### WHAT THE TASK ASKS
Below is a block of entries; repeat all of it exactly but omit the pictures.

### THE DATA
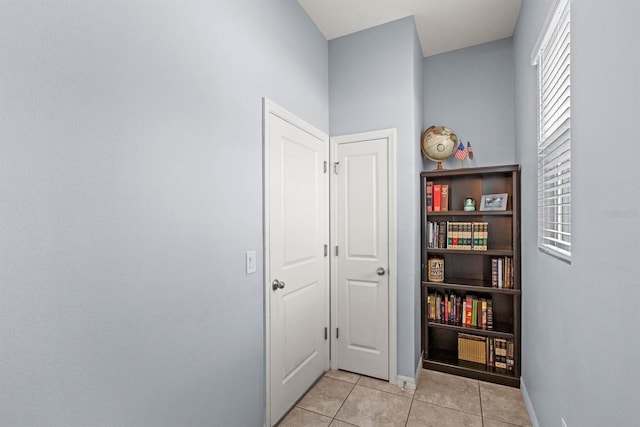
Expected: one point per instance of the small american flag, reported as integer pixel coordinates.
(461, 152)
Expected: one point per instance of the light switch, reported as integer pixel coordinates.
(251, 262)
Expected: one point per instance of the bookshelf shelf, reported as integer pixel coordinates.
(488, 280)
(472, 330)
(481, 287)
(447, 361)
(495, 252)
(470, 213)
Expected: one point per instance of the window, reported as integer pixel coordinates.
(552, 57)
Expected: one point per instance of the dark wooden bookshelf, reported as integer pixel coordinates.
(468, 272)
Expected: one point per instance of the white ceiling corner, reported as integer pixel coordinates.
(442, 25)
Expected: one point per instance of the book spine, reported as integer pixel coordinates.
(437, 194)
(444, 198)
(442, 235)
(494, 272)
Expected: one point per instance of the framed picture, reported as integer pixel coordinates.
(494, 202)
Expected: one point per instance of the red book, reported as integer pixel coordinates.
(468, 315)
(437, 193)
(444, 198)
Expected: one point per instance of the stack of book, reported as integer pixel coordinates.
(437, 197)
(467, 235)
(498, 353)
(502, 272)
(437, 234)
(468, 311)
(458, 235)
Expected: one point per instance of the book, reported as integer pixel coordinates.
(472, 348)
(468, 312)
(442, 235)
(444, 198)
(437, 194)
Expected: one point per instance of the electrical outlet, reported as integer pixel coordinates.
(251, 262)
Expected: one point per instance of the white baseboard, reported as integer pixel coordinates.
(408, 382)
(529, 405)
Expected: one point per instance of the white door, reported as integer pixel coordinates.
(297, 276)
(362, 232)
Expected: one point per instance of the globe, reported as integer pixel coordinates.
(438, 143)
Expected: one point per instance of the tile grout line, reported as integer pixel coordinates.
(345, 399)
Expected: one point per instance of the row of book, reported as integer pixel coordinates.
(437, 197)
(458, 235)
(502, 272)
(492, 352)
(469, 311)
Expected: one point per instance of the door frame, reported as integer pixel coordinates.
(270, 107)
(390, 136)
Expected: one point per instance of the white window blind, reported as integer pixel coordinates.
(552, 56)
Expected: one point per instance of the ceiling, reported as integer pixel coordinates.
(442, 25)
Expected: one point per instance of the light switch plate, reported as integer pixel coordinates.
(251, 262)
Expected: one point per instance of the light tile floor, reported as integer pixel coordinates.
(344, 399)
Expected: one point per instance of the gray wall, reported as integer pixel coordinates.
(372, 85)
(471, 91)
(581, 350)
(130, 188)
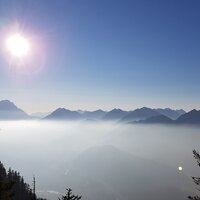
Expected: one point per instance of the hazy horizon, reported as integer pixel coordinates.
(99, 54)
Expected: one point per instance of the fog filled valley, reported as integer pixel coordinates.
(102, 160)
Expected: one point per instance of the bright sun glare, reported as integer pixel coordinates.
(17, 45)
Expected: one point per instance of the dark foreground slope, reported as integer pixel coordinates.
(13, 187)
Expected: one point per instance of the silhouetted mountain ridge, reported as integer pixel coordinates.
(9, 111)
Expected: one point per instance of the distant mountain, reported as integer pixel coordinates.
(9, 111)
(63, 114)
(192, 117)
(180, 111)
(172, 114)
(139, 114)
(159, 119)
(115, 114)
(39, 114)
(93, 115)
(108, 173)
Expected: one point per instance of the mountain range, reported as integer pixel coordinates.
(144, 115)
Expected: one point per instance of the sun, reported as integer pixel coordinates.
(17, 45)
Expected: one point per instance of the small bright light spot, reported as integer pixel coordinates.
(17, 45)
(180, 168)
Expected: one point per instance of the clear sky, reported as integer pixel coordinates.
(91, 54)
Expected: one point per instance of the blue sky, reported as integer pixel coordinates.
(104, 54)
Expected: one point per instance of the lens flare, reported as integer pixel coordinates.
(180, 168)
(17, 45)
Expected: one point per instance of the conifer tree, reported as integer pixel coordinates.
(70, 196)
(196, 179)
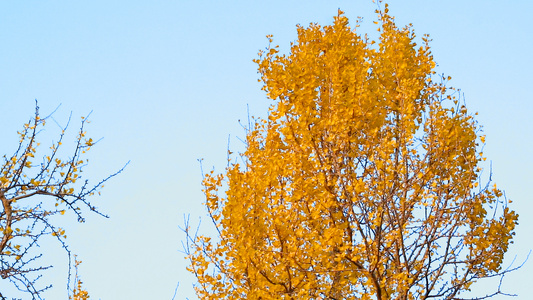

### ANSWER TO THIS PROBLEM
Expected: one point per instance of the small american flag, reported as integer pixel coordinates.
(461, 152)
Expected: one point per instance of the light switch, reported as integer pixel coordinates.
(251, 262)
Expected: one point per instance of the bookshelf shelf, reported as integer pixel coordinates.
(488, 280)
(472, 330)
(481, 287)
(447, 361)
(495, 252)
(470, 213)
Expected: one point per instance of the window, reported as integer pixel coordinates.
(552, 57)
Expected: one point per instance of the dark wooden bookshelf, reported as integer pixel coordinates.
(468, 272)
Expected: one point per instance of the white ceiling corner, reported as integer pixel coordinates.
(442, 25)
Expected: one point per instance of the book spine, reported as integer pixel coordinates.
(437, 194)
(444, 198)
(442, 235)
(494, 272)
Expected: one point per instance of the framed picture, reported as integer pixel coordinates.
(494, 202)
Expected: one point per instance of the red book, reported as integer pixel coordinates.
(468, 315)
(437, 193)
(444, 198)
Expected: one point per instance of the stack of book, reported as integer pixel coordinates.
(437, 197)
(467, 235)
(498, 353)
(502, 272)
(437, 234)
(468, 311)
(458, 235)
Expected: one point per instance of the book, reported as integer pixel coordinates.
(472, 348)
(468, 312)
(442, 235)
(444, 198)
(437, 194)
Expected: one point per instance of the electrical outlet, reported as integer pixel coordinates.
(251, 262)
Expected: one point per instance of the white baseboard, reported as integer pixel coordinates.
(408, 382)
(529, 405)
Expected: one point per instance of the white door, reported as integer pixel coordinates.
(297, 276)
(362, 232)
Expected: one point per instance of the globe, reported as integer pixel coordinates.
(438, 143)
Expected: one point per instance of the tile grout line, reported as integer pixel coordinates.
(345, 399)
Expected: one point per instance of the row of book, reported as integer pixel coordinates.
(437, 197)
(458, 235)
(502, 272)
(492, 352)
(469, 311)
Expected: one point per instance of the door frame, reported as integer pixel coordinates.
(270, 107)
(390, 136)
Expected: one point per instance of the white window blind, reported as integer pixel coordinates.
(552, 56)
Expected: one point per instance of the ceiling, reported as integer pixel coordinates.
(442, 25)
Expected: one point per instance of the light switch plate, reported as integer pixel coordinates.
(251, 262)
Expected: one point per instance of the light tile floor, reported as integer pixel coordinates.
(344, 399)
Expected: one point per instance of the gray wall, reported as integer pixel coordinates.
(372, 85)
(471, 91)
(581, 350)
(130, 188)
Expected: one point per instance of the hazy horizon, reported as integer pixel coordinates.
(99, 54)
Expected: one point per instance of the fog filled valley, reported as integer pixel coordinates.
(102, 160)
Expected: one point per instance of the bright sun glare, reported as integer pixel coordinates.
(17, 45)
Expected: one point per instance of the dark foreground slope, reported as integer pixel coordinates.
(13, 187)
Expected: one point per instance of the silhouetted mountain ridge, reported as integer pixel coordinates.
(9, 111)
Expected: one point per instance of the distant mountain, reported as integer pixel coordinates.
(9, 111)
(63, 114)
(192, 117)
(180, 111)
(172, 114)
(139, 114)
(159, 119)
(115, 114)
(39, 114)
(93, 115)
(108, 173)
Expected: one point per instance of the mountain range, reported as integer pixel coordinates.
(144, 115)
Expected: one point per instance of the sun, reported as integer pixel coordinates.
(17, 45)
Expected: one point per instance of the small bright light spot, reported as integer pixel coordinates.
(17, 45)
(180, 168)
Expected: one point per instance of the clear sky, reported as integer pixel coordinates.
(91, 54)
Expected: one point per instance of the blue sky, reported as integer pixel coordinates.
(104, 54)
Expected: one point per instance of the lens flare, reported as integer pixel coordinates.
(180, 168)
(17, 45)
Expected: one point per instance of the conifer tree, reported as integer pixel coordinates.
(70, 196)
(196, 179)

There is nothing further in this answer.